Histoire de la violence

Dans un état lamentable, les chevaliers de l’Hydre affrontent alors le froid mordant et entreprennent une traversée périlleuse des monts acérés

L’histoire commence avec la prise d’assaut de Cybourg, une ville rebelle. Feu-Follet, non content de massacrer une foule d’ennemis, profite de l’occasion pour laisser son supérieur tomber dans une embuscade et perdre la vie, afin de s’assurer une promotion. La mort suspecte de son chef le propulse à la tête du régiment du Serpent, faisant de lui un membre éminent de l’état-major de l’Hydre.

Sur le chemin du retour, son régiment est attaqué en pleine forêt et doit se précipiter vers la forteresse de l’Hydre, sous une pluie de flèches. Mais même la forteresse ne résistera pas aux tirs de canon de leurs assaillants. Seuls quelques centaines d’hommes survivent, parmi eux Courtois, un autre haut gradé de l’Hydre, d’une beauté intrigante et d’une douceur trompeuse. Ils doivent abandonner leur forteresse, leur équipement, et le divin sang de l’Hydre, une substance aux pouvoirs mystérieux, à leurs ennemis, qui s’avèrent être les chevaliers de leur propre roi.

* * * *

TÂCHE A: Recopiez intégralement le passage sur les chevaliers de l'Hydre.
Le passage et les lignes ci-dessous proviennent de sources distinctes.

(Relevés de pointage)
* * * *

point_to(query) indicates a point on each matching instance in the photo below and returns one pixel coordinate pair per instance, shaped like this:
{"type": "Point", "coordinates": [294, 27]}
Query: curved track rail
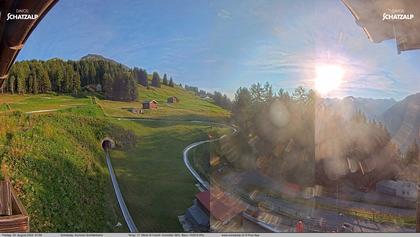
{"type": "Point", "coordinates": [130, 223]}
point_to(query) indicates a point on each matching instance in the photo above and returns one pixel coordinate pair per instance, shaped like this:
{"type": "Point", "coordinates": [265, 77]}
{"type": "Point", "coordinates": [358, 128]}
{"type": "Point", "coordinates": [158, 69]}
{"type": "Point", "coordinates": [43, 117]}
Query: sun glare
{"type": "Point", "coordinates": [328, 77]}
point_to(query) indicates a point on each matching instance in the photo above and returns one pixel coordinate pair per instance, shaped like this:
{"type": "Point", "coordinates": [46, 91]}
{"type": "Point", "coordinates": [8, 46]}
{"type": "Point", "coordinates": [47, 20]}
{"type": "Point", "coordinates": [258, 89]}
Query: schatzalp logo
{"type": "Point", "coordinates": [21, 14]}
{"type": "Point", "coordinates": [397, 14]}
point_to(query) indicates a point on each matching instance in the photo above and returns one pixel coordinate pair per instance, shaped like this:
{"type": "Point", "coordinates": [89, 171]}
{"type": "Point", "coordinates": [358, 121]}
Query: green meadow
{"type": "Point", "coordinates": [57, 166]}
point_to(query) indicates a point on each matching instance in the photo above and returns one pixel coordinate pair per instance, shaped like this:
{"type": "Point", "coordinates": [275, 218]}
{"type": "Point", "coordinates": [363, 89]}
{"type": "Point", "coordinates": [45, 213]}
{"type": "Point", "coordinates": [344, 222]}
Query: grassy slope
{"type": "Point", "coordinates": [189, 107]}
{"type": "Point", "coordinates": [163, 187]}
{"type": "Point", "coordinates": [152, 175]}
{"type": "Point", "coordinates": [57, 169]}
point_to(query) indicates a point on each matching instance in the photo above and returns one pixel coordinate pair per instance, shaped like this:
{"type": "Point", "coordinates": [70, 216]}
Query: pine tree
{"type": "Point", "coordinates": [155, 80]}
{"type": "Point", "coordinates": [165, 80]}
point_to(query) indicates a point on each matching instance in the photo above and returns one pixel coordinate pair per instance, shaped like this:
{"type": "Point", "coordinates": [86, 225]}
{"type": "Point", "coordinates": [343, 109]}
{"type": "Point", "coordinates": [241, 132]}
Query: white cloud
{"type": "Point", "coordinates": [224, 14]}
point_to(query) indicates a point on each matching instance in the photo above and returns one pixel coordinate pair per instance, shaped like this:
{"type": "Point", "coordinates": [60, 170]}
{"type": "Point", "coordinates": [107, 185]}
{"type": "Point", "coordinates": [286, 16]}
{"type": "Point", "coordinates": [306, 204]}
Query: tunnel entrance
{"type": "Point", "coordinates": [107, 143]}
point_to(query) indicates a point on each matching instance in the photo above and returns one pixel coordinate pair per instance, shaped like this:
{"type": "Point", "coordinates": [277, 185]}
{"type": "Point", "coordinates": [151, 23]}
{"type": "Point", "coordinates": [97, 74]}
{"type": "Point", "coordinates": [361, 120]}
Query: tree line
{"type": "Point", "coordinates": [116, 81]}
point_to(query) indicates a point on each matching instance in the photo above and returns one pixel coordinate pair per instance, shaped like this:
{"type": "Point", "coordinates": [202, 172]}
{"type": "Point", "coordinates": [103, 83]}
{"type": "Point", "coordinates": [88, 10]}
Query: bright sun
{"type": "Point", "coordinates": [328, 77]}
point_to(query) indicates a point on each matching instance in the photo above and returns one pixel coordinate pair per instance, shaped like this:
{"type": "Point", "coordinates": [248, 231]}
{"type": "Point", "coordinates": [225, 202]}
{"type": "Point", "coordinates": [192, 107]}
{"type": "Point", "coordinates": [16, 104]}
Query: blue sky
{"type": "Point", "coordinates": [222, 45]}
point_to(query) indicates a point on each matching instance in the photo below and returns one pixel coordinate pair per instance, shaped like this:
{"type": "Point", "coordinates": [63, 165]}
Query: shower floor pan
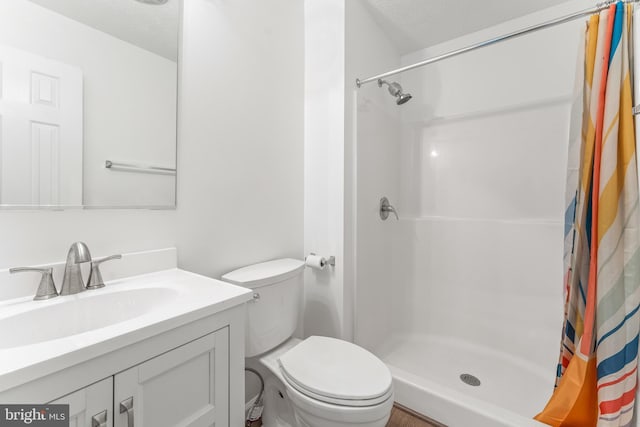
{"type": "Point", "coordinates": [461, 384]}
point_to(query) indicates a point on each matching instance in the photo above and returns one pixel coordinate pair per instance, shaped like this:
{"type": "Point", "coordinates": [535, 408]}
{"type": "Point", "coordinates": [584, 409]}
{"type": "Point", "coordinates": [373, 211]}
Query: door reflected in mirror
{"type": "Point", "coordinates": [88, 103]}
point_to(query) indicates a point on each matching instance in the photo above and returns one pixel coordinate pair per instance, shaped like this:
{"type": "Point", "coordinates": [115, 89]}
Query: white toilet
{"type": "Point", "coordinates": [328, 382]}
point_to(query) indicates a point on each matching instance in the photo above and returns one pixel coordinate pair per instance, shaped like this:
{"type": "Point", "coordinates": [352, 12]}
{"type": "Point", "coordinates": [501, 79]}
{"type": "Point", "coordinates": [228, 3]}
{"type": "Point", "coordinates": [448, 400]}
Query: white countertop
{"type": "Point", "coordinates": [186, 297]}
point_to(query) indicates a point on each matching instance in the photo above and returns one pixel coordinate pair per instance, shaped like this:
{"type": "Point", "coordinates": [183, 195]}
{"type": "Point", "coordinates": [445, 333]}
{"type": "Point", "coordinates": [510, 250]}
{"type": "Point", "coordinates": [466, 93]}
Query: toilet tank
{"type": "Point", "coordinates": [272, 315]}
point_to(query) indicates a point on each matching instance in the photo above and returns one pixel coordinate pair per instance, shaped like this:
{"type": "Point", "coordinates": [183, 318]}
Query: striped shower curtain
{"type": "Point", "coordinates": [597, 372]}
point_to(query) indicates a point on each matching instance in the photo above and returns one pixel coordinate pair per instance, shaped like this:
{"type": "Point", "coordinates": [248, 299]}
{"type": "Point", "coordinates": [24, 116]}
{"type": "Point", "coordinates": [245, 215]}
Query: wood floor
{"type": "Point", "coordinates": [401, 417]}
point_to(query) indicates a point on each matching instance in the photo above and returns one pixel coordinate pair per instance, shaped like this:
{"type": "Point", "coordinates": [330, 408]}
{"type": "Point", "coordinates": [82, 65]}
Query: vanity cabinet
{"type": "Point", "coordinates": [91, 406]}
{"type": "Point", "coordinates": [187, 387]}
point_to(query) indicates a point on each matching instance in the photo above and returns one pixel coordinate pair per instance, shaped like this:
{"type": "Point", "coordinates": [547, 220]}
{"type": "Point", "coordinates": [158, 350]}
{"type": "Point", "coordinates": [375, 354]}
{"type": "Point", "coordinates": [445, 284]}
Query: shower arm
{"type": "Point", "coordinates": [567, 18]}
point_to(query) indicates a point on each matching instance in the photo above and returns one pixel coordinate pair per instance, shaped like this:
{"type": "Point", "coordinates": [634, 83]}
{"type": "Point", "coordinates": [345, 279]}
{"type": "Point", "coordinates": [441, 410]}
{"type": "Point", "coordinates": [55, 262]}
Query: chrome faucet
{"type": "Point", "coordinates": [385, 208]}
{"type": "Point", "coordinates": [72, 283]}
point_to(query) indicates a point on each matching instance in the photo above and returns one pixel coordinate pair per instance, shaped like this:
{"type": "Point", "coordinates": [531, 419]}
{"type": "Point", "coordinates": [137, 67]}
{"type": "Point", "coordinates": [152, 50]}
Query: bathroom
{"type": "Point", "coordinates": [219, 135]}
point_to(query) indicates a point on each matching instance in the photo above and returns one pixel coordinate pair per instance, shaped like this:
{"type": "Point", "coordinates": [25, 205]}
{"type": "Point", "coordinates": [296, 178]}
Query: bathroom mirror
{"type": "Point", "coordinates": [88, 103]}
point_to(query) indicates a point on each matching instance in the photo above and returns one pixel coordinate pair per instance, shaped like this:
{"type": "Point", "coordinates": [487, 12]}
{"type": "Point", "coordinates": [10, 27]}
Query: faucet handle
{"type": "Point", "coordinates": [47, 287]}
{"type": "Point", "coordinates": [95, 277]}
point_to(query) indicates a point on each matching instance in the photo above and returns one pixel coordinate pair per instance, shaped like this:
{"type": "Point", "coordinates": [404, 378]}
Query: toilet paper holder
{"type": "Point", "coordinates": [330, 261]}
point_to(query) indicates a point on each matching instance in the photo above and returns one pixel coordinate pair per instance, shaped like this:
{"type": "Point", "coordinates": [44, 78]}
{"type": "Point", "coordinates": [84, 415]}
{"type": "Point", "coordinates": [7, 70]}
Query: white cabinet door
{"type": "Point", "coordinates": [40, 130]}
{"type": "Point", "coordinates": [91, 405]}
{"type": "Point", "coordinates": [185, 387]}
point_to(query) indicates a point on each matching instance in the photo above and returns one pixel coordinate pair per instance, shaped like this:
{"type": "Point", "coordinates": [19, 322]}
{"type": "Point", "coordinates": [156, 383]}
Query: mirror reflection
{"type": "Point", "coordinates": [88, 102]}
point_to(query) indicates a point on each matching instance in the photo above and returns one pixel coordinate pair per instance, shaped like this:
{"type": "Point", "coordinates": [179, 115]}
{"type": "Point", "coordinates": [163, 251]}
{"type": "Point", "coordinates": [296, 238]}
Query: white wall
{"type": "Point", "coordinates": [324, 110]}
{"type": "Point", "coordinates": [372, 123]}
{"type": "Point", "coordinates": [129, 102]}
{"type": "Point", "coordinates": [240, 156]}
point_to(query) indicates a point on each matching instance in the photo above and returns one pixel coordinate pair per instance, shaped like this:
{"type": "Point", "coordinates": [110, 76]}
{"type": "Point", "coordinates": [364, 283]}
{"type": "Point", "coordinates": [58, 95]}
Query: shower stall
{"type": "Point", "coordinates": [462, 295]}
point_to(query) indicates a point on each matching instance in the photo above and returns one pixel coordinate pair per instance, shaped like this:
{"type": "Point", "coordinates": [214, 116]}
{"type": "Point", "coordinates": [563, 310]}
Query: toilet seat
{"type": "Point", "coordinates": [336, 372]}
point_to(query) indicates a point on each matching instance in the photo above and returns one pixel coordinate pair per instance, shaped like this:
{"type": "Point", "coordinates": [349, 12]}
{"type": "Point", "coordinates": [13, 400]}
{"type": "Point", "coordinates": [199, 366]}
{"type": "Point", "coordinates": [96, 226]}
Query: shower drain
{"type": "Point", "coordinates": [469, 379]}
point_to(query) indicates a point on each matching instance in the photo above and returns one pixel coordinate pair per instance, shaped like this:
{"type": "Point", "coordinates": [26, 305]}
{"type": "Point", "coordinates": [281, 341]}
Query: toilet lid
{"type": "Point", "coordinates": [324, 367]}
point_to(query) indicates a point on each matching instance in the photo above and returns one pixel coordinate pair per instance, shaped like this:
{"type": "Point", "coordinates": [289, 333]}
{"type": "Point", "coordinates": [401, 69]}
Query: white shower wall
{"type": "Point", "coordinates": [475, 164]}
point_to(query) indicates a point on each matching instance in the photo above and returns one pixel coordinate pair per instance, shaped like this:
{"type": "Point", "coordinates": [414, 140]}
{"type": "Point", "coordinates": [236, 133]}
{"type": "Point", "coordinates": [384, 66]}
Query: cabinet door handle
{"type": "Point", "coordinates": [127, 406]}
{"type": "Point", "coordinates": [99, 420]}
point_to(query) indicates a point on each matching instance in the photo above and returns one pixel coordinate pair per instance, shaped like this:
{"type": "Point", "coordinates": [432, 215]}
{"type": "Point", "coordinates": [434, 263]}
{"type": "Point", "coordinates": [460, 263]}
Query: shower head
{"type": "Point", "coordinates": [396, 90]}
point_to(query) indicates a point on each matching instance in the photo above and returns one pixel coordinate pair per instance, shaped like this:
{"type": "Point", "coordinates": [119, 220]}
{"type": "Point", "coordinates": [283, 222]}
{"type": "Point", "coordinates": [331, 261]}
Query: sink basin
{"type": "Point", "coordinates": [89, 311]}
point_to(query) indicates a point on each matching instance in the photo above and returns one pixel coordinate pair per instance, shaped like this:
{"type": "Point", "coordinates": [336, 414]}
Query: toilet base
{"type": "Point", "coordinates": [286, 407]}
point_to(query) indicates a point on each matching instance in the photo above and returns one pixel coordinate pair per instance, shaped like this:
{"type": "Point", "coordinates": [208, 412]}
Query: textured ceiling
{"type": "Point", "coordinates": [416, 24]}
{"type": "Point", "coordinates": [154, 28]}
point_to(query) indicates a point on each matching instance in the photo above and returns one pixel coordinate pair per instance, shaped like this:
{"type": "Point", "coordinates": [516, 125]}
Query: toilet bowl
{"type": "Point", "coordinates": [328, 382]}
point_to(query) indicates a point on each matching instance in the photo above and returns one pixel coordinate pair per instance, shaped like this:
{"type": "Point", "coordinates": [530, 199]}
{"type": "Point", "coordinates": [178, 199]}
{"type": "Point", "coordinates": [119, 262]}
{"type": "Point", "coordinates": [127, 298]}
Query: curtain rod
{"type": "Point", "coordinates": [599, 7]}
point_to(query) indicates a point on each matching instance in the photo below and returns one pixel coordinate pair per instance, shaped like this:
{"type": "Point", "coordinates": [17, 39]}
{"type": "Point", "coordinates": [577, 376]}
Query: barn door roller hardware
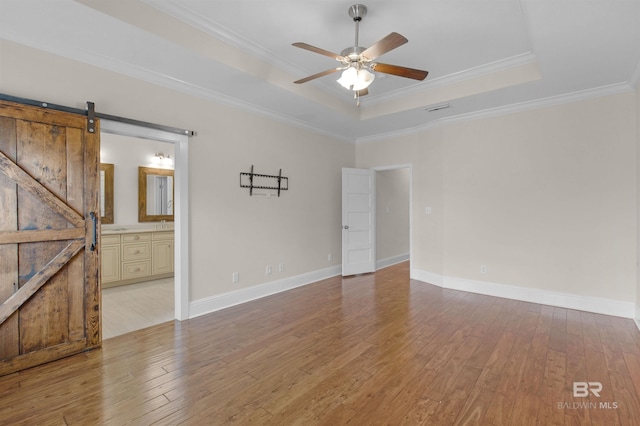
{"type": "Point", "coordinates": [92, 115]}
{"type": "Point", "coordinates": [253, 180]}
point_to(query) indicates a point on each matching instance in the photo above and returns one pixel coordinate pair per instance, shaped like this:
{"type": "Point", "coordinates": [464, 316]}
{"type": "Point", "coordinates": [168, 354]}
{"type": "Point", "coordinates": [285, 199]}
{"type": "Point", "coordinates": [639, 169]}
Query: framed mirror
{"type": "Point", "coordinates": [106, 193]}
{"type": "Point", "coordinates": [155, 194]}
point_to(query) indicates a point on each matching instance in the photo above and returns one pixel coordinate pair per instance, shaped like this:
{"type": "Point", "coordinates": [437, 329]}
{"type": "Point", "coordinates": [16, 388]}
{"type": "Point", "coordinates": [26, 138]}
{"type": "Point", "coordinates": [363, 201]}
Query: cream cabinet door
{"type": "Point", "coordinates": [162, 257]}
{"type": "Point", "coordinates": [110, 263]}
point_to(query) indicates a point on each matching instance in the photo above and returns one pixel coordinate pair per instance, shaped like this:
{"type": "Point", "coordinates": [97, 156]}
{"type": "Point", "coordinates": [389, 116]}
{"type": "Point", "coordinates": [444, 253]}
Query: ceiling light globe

* * * *

TÂCHE B: Relevez chacune des lignes ci-dessus qui contient la chaîne "faucet", en tenant compte de la casse.

RÉPONSE DÉTAILLÉE A:
Histoire de la violence

Dans un état lamentable, les chevaliers de l’Hydre affrontent alors le froid mordant et entreprennent une traversée périlleuse des monts acérés

L’histoire commence avec la prise d’assaut de Cybourg, une ville rebelle. Feu-Follet, non content de massacrer une foule d’ennemis, profite de l’occasion pour laisser son supérieur tomber dans une embuscade et perdre la vie, afin de s’assurer une promotion. La mort suspecte de son chef le propulse à la tête du régiment du Serpent, faisant de lui un membre éminent de l’état-major de l’Hydre.

Sur le chemin du retour, son régiment est attaqué en pleine forêt et doit se précipiter vers la forteresse de l’Hydre, sous une pluie de flèches. Mais même la forteresse ne résistera pas aux tirs de canon de leurs assaillants. Seuls quelques centaines d’hommes survivent, parmi eux Courtois, un autre haut gradé de l’Hydre, d’une beauté intrigante et d’une douceur trompeuse. Ils doivent abandonner leur forteresse, leur équipement, et le divin sang de l’Hydre, une substance aux pouvoirs mystérieux, à leurs ennemis, qui s’avèrent être les chevaliers de leur propre roi.

RÉPONSE DÉTAILLÉE B:
Query: chrome faucet
Query: faucet handle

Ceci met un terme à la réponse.